• YOUR OBJECTIVE: Repeat, exactly and completely, the entries shown underneath.

• DATA PROVIDED:
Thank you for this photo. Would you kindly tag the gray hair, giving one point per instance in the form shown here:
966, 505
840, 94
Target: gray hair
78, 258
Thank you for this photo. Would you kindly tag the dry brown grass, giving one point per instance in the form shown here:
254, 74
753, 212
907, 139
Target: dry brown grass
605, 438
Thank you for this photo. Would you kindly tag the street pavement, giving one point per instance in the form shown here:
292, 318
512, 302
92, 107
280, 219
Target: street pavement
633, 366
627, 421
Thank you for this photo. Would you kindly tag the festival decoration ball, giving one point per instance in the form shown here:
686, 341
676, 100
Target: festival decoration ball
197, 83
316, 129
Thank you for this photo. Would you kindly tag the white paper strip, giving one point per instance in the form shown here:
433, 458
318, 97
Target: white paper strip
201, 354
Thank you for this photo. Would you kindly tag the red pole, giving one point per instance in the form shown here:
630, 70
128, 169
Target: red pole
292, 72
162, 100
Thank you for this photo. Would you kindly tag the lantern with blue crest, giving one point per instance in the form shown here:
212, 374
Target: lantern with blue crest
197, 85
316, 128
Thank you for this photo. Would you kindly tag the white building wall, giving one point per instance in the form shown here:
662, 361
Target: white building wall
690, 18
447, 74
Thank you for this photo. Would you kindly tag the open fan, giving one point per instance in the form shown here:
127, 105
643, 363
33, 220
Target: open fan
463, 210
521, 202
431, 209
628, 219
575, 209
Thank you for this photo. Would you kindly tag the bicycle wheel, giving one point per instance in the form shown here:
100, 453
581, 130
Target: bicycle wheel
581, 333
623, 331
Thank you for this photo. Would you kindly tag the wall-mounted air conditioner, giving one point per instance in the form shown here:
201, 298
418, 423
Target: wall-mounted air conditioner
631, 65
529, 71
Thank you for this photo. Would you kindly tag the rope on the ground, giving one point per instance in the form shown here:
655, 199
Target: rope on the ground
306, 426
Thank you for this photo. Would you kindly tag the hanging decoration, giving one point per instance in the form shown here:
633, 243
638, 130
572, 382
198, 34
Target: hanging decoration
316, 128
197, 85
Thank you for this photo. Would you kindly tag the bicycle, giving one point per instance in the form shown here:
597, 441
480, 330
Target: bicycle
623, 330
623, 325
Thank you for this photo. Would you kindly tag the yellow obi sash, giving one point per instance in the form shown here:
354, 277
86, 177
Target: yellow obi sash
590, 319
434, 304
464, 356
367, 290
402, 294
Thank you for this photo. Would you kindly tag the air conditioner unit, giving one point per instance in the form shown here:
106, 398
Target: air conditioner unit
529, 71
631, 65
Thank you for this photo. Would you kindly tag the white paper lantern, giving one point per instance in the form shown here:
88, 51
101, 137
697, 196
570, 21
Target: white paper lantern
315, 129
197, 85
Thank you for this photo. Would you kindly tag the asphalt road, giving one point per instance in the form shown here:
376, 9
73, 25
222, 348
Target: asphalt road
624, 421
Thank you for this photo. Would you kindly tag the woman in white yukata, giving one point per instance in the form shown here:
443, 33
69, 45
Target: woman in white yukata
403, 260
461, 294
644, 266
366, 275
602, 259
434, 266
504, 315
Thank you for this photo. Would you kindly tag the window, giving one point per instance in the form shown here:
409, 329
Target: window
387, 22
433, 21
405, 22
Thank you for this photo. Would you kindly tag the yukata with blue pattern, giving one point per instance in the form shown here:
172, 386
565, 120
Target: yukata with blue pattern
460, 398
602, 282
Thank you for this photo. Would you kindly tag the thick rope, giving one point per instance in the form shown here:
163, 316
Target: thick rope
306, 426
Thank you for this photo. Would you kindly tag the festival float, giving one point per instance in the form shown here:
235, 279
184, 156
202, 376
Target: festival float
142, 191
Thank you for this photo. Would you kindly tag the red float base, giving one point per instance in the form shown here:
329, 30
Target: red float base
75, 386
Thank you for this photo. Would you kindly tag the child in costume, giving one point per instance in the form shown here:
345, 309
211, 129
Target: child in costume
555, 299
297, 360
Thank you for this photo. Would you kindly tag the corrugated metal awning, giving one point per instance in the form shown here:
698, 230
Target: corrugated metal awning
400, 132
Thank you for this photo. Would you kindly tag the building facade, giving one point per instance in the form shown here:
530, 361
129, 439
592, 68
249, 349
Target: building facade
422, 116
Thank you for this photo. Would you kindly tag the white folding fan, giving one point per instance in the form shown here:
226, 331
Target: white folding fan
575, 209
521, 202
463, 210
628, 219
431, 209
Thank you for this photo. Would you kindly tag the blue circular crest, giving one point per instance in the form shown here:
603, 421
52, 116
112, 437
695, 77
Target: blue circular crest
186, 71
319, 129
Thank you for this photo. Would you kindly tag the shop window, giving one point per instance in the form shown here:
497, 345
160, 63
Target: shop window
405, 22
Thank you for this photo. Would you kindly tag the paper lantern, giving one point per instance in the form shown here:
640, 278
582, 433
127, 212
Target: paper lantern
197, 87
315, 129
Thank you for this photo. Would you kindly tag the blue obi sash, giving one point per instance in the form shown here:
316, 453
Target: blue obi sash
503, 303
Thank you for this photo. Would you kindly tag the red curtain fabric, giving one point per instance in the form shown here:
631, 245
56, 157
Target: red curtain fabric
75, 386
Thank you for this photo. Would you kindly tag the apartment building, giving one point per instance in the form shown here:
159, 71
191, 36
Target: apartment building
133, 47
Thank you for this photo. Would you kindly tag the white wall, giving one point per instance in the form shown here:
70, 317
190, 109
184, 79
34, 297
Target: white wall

• WRITTEN REPLY:
Thank you for this photo. Would you kindly tag the gray hair, giving one point per instance in the form shown here:
966, 505
840, 94
Target: gray hair
78, 258
Thank you for this photo. Would you kindly tag the dry brown grass, giving one point per instance in the form shown here:
254, 74
753, 212
907, 139
Target: dry brown grass
605, 438
Thank you for this photo. Would you kindly tag the street pavement, giving one point per instance in the form shown here:
292, 318
512, 302
92, 107
280, 219
Target: street pavement
633, 366
627, 421
Thank you for this photo. Would you kindly tag the festival decoration ball, giving one point per instance in the form shown here:
686, 341
676, 100
Target: festival decoration ball
197, 83
316, 129
Thank you for this photo. Would you kindly tag the white paper strip, giving one point per instance in the form shown here:
433, 458
318, 97
Target: white paper strip
201, 354
Thank you for this photo. Would you kindly tag the red pole, giving one point per instance in the form shown here:
630, 70
128, 169
Target: red pole
292, 72
162, 100
Thank you for this photo. Would you kindly tag the lantern with blue crest, giving one point per instance in the form shown here:
212, 374
Target: lantern with blue crest
197, 85
316, 128
Thank you for this photo. Would you kindly tag the white building wall, giving one point per instance in the form shown here:
662, 361
Target: white building wall
690, 18
447, 74
Thank you for this photo. Would you kindly tag the open fan, giving one point per instance in the form shown here:
127, 105
643, 363
33, 220
Target: open fan
463, 210
521, 202
431, 209
628, 219
575, 209
Thank you for this photo. Would you kindly tag the bicycle wheel, giving one point per instance in the form shown here:
100, 453
581, 130
Target: bicycle wheel
581, 333
623, 331
Thank you for this photo. Would you kindly tag the wall-mounted air conditioner, giving one point per instance in the form shown here:
201, 298
418, 423
Target: wall-mounted air conditioner
631, 65
529, 71
Thank you for this photo. Would you kindly tag the rope on the ground, giving one point per instance in the form shown here:
655, 199
Target: rope on the ground
306, 426
Thank you for this photo. Would you kindly tag the hanging decoration, giving one point per instance in the form shown here:
633, 243
638, 130
572, 382
198, 34
Target: hanging decoration
316, 128
197, 85
Thank you for this photo. Would you kindly tag the bicycle, giving one point per instance in the form shown here:
597, 441
480, 330
Target: bicycle
623, 330
623, 325
Thank you for this photo. Would you kindly tag the yellow obi sash, giving one point per instance in the form shown here:
354, 277
86, 177
Target: yellow obi sash
590, 319
434, 304
464, 356
367, 290
402, 294
Thank you for this photo. Would you kindly tag the air conditioner unit, giving one point per instance in the form shown here:
106, 398
Target: air conditioner unit
529, 71
631, 65
Thank you for this photo. Would you kindly tag the white paper lantern, giving one point per instance in the form shown here:
88, 51
101, 137
697, 196
570, 21
Target: white paper lantern
315, 129
197, 85
Thank you for this photo. Would you kindly tag the asphalt road, giving one point per instance in the form shown here:
376, 9
73, 25
222, 348
Target: asphalt road
624, 421
Thank you for this photo. Would you kindly tag the woman in white yukata, giving one point per instance in the form shown here:
443, 33
69, 45
Target: woman in white yukata
403, 260
461, 294
644, 266
366, 275
602, 259
434, 266
504, 315
Thank you for this photo. Would you kindly tag the window, giving one point per instance in the form shown here:
409, 329
Target: window
387, 22
433, 21
405, 22
Thank you for this photo. Would you kindly tag the yukata with blue pattern, giving one point per instance in the form shown here:
172, 386
565, 120
Target: yukata with blue pattern
460, 398
602, 282
Thank you for this photo. Would you kindly tag the thick rope, giving one point per instance in the form shown here:
163, 316
Target: thick rope
306, 426
Thank you for this photo. Would you kindly tag the festival float, giving one point per instance in the form shown here:
235, 279
184, 156
202, 376
Target: festival float
142, 191
Thank you for this photo. Would you kindly tag the red float base, giving one point per instance in the form shown here:
329, 30
Target: red float base
75, 386
Thank you for this photo. Would you kindly tag the child in costume, giving one point per instance in the form shown here:
345, 309
211, 129
Target: child in costume
555, 299
297, 360
Thank you for this photo. Would you kindly tag the corrugated metal awning, giving one point per instance in the form shown here:
698, 230
Target: corrugated metal awning
400, 132
Thank you for this photo. Would you kindly tag the building facade, giving one point per instance in the form shown here:
530, 361
129, 439
592, 68
249, 349
Target: building facade
422, 116
Thank you for this photo. Would you kindly tag the white folding fan, giving one point per instance in the form shown here:
226, 331
Target: white folding fan
575, 209
521, 202
463, 210
628, 219
431, 209
Thank you for this photo. Would you kindly tag the blue circular crest, giving one point per instance in the form shown here:
603, 421
52, 116
112, 437
695, 77
Target: blue circular crest
186, 71
319, 129
Thank you for this photo. Would you kindly tag the shop window, giving one point per instance in the form shown here:
497, 345
160, 63
Target: shop window
405, 22
Thank you for this photo. Would you kindly tag the paper lantern, giving one point per instance in the form shown here:
640, 278
582, 433
127, 212
Target: paper lantern
197, 87
315, 129
Thank you for this photo. Would you kindly tag the blue obi sash, giving one point per instance in the form shown here:
316, 453
Target: blue obi sash
503, 303
Thank you for this photo. Would you kindly tag the red curtain fabric, giving one point per instance in the form shown here:
631, 245
56, 157
Target: red curtain fabric
75, 386
Thank you for this photo. Would you kindly tag the apartment building, giving one point per instance in the form shown here:
159, 71
191, 36
Target: apartment building
133, 47
Thank you for this photo. Would you kindly tag the white wall, giving one point per instance in the form shown here:
70, 317
190, 109
184, 79
34, 297
Target: white wall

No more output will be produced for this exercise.